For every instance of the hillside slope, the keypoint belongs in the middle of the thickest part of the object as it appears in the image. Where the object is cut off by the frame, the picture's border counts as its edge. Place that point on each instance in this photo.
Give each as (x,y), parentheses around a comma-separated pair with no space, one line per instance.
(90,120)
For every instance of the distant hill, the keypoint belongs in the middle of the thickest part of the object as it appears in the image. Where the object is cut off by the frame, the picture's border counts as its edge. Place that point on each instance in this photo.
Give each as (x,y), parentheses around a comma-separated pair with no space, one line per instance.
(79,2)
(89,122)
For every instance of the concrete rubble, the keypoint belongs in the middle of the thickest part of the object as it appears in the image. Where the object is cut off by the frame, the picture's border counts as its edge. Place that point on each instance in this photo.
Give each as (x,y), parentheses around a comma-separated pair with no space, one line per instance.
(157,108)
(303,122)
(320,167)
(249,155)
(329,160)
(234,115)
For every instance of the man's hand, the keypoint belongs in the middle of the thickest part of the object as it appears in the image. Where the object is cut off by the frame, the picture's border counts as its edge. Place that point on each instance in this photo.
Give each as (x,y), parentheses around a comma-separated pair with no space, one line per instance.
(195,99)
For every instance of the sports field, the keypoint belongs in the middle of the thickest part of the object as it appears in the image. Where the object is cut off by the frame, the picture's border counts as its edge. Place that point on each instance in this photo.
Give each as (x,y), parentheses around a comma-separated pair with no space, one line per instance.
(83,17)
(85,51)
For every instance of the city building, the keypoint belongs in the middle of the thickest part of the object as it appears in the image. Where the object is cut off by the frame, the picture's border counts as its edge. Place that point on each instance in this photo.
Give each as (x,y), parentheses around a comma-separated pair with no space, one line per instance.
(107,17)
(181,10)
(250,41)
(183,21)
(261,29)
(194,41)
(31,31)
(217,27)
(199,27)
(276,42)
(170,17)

■ ■ ■ ■ ■

**WHAT IS REQUIRED:**
Recast every line of the items above as a single numbered list, dropping any blank lines.

**EXPECTED OUTPUT:**
1. For every instance of the hillside slope, the keypoint belongs in the middle of the thickest part of the object as it appears in the image. Where the object is cut off by the frame, the picture's border counts as its edge. Place that point on each instance in this photo.
2. Give each as (x,y), parentheses around a comma-separated pair with no space, one line per instance.
3. (90,120)
4. For every instance of the distant hill, the keypoint belongs in the middle of the thickest part of the object as it appears in the image. Where the object is cut off by the frame, the picture's border counts as its edge. Place that point on each instance in this photo.
5. Give each as (x,y), parentheses around a comma-separated pair with no space, one line per instance.
6. (79,2)
7. (89,122)
8. For every instance of the concrete rubble, the keypoint belongs in the middle of the thickest part of the object as it appears in the image. Where the object is cut off by the frame, the picture's border counts as its edge. Place that point on each instance in this photo.
9. Give each as (x,y), parentheses around a comma-separated pair with no space, one line per instance.
10. (157,108)
11. (303,122)
12. (320,167)
13. (249,155)
14. (329,160)
15. (234,115)
16. For every instance of the man's hand, the keypoint belongs in the middle of the thickest part of the object as it appears in the image. Where the object is cut off by the frame, the picture's border counts as its edge. Place that point on each instance in this photo.
17. Give each as (x,y), parentheses around a comma-separated pair with no space, one line per instance.
18. (195,99)
19. For every instance of the sports field, the keypoint belongs in the middle of the thickest part of the object as it appears in the image. Where the object is cut off by the frame, the picture's border counts as its edge. Place that point on each instance in this photo.
20. Give each as (x,y), parentheses around a comma-separated pair with no space, one line per instance.
21. (83,17)
22. (85,51)
23. For every instance of the city building, the keypoint belongs in the middle of the thickest part of the object as it appears in the image. Where the object is cut off by the frame, the picture's border counts as its edge. Place that point on each instance in this photo.
24. Give each as (x,y), parentheses around a comma-separated pair with no space, one line per instance.
25. (107,17)
26. (181,10)
27. (250,41)
28. (183,21)
29. (261,29)
30. (194,41)
31. (31,31)
32. (217,27)
33. (199,27)
34. (276,42)
35. (170,17)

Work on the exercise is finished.